• _Prompt_
Pictures stay out of the copy; set down each line of the listing below exactly.

• _Stored rows_
★ ★ ★ ★ ★
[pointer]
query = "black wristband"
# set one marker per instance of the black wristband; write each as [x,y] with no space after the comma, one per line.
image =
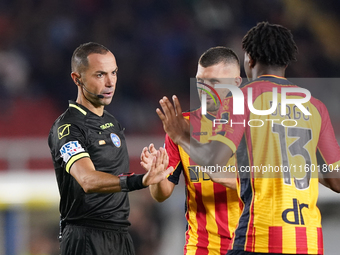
[131,182]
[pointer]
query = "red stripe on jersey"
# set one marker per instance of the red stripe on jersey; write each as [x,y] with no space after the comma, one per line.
[275,240]
[320,241]
[301,240]
[202,232]
[221,216]
[187,236]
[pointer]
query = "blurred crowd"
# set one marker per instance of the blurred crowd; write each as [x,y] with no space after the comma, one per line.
[156,43]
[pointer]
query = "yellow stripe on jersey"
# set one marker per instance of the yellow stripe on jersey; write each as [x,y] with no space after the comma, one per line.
[78,108]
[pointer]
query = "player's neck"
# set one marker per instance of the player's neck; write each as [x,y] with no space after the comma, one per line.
[259,70]
[98,110]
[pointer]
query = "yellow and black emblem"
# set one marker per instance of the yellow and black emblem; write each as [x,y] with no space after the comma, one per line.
[64,130]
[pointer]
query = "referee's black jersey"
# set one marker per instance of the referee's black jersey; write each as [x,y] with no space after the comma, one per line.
[79,133]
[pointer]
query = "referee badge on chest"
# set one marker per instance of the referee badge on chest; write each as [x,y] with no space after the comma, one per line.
[115,139]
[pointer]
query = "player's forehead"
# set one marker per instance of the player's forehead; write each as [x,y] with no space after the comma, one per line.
[218,71]
[101,62]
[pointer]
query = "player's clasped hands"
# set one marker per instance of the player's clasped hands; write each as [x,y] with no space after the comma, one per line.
[155,162]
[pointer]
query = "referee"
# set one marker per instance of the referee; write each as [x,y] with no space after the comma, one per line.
[91,162]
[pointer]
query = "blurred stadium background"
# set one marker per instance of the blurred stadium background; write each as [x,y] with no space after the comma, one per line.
[157,45]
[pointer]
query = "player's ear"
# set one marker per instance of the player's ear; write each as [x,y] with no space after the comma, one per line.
[238,81]
[75,77]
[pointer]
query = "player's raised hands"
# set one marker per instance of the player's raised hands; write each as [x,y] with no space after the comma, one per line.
[174,124]
[147,156]
[158,170]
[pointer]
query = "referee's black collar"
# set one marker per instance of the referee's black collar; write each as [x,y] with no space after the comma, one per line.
[82,109]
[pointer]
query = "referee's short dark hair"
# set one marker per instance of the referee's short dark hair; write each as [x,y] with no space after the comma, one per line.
[216,55]
[270,44]
[79,61]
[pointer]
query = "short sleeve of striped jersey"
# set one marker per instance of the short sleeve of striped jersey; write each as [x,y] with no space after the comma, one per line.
[71,145]
[327,144]
[174,160]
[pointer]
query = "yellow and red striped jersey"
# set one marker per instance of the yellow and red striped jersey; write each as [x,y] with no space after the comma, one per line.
[212,211]
[278,171]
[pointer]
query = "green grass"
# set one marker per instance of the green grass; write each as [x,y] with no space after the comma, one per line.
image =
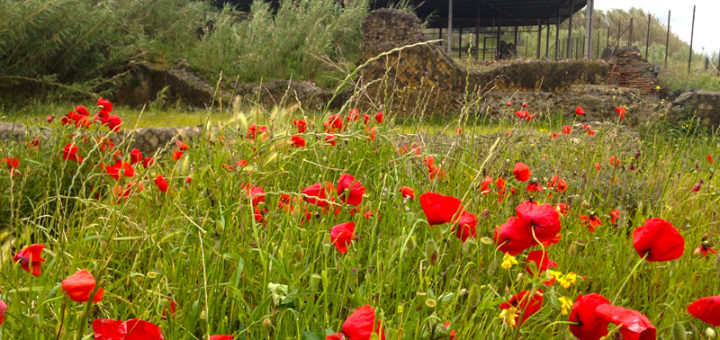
[200,246]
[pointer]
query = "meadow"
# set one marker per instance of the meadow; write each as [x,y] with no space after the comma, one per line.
[281,224]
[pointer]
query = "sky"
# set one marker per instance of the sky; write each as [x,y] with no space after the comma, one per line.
[706,17]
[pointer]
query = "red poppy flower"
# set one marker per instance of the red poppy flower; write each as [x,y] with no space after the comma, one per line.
[11,162]
[521,172]
[80,285]
[621,111]
[3,308]
[466,226]
[315,194]
[533,187]
[543,219]
[407,192]
[526,305]
[706,309]
[614,214]
[438,208]
[360,325]
[538,262]
[255,194]
[634,325]
[590,222]
[70,153]
[587,323]
[659,240]
[148,162]
[301,125]
[161,183]
[177,154]
[133,329]
[331,139]
[298,141]
[349,190]
[31,256]
[341,235]
[333,124]
[562,208]
[512,237]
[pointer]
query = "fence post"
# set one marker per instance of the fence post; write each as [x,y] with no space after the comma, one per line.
[667,39]
[692,33]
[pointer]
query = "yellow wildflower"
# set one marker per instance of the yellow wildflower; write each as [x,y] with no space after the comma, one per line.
[565,305]
[509,315]
[508,261]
★ ★ ★ ★ ★
• _Complete output_
[pointer]
query = "black wristband"
# set one marker per instance of the black wristband; write each as [x,y] with no space after the comma, one per line.
image =
[131,182]
[pointer]
query = "red stripe on jersey"
# set one marker per instance of the red stripe on jersey; write each as [x,y] with no space after the comma, one per line.
[275,240]
[320,241]
[301,240]
[202,232]
[221,216]
[187,236]
[pointer]
query = "blurred crowd"
# set one marker per instance of the blurred crowd; write each as [x,y] with no space after the comma, one per line.
[156,43]
[pointer]
query = "yellow stripe on jersey"
# set one marker per instance of the yellow stripe on jersey; write each as [x,y] with no space after the comma, one per line.
[78,108]
[pointer]
query = "player's neck"
# set one marker per instance of the player's neck; write each as [x,y] with no space after the comma, one per line.
[259,70]
[98,110]
[pointer]
query = "yellow and black emblem"
# set one marker per instance of the yellow and black emblem; write each as [x,y] with no space after the comma, one per line.
[64,130]
[pointer]
query = "referee's black jersey"
# set one marker per instance of the referee's black jersey; write each as [x,y] with no space after the comma, one per line.
[79,133]
[pointer]
query = "referee badge on chest"
# set one marker per instance of the referee badge on chest; write each as [x,y] with no space after the comma, one per line.
[115,139]
[pointer]
query = "player's forehead"
# set one marker per instance of the player's forehead; write each as [x,y] with no space after the comma, one per line.
[218,71]
[101,62]
[pointer]
query = "player's clasped hands"
# set one marker per instance of the player's clasped hands; write each as [x,y] with no space after the comma, one per line.
[155,162]
[pointer]
query = "referee"
# set one marker per instance of the referee; write each as [x,y] with no space after the comma, one per line.
[91,162]
[pointer]
query = "blurred stadium background"
# set one marker per instance of the blurred stadium background; write each as [x,y] with no space after the comma, one per line.
[157,45]
[pointer]
query = "player's ear"
# set one marker per instance of the player's ear; write each as [x,y] with no space after the comma, one per line.
[238,81]
[75,77]
[pointer]
query = "player's raised hands"
# set one marker per instance of the player's raised hands; write each as [x,y] with no space after the comma, one per line.
[174,124]
[147,156]
[158,170]
[pointer]
query = "referee's black collar"
# set one marker per instance of the referee's black collar; write each as [x,y] with no space after the comma, one per line.
[82,109]
[pointer]
query = "referee's short dark hair"
# set one marker per instance of the referee's short dark hair; write each as [x,y] with no space after the comma, one per line.
[216,55]
[270,44]
[79,61]
[pointer]
query = "short sleeve of striped jersey"
# set one marker per instance of the short sleeve of striped jersey; write each as [x,y] with no space after the comma, one per line.
[71,145]
[327,144]
[174,160]
[pointer]
query = "yellow and red striped jersey"
# set one marker per instance of the yellow and red striped jersey; write each as [x,y] with no space after the comma, one per line.
[212,211]
[278,171]
[pointer]
query = "green grass"
# set one marker per instance of the green grass; write each as [x,y] with no space after the comma, one per line.
image =
[200,246]
[pointer]
query = "meadow"
# set one marker per instance of the meadow; write each as [x,y] with no space after the comma, one per line.
[281,224]
[pointer]
query = "sky"
# set one marker per instance of the sky; write each as [x,y] with no space after the comma, one per line.
[706,17]
[pointer]
query = "red poppy flower"
# set one marker per instance of the red poppy flower; write each as [x,y] with no space after the comma, one per line.
[11,162]
[521,172]
[80,285]
[621,111]
[3,308]
[466,226]
[315,194]
[533,187]
[543,219]
[407,192]
[526,305]
[706,309]
[614,214]
[438,208]
[360,325]
[538,262]
[255,194]
[634,325]
[590,222]
[70,153]
[587,323]
[659,240]
[148,162]
[301,125]
[161,183]
[177,154]
[133,329]
[331,139]
[298,141]
[349,190]
[31,256]
[341,235]
[333,124]
[562,208]
[512,237]
[pointer]
query = "fence post"
# set one marker per instance of the fence post; write each as [x,y] with no space after the comma, one per line.
[667,39]
[692,33]
[pointer]
query = "yellow wildflower"
# set one marker per instance of the yellow wildflower; write each as [x,y] with no space after the comma, one per line.
[565,305]
[509,315]
[508,261]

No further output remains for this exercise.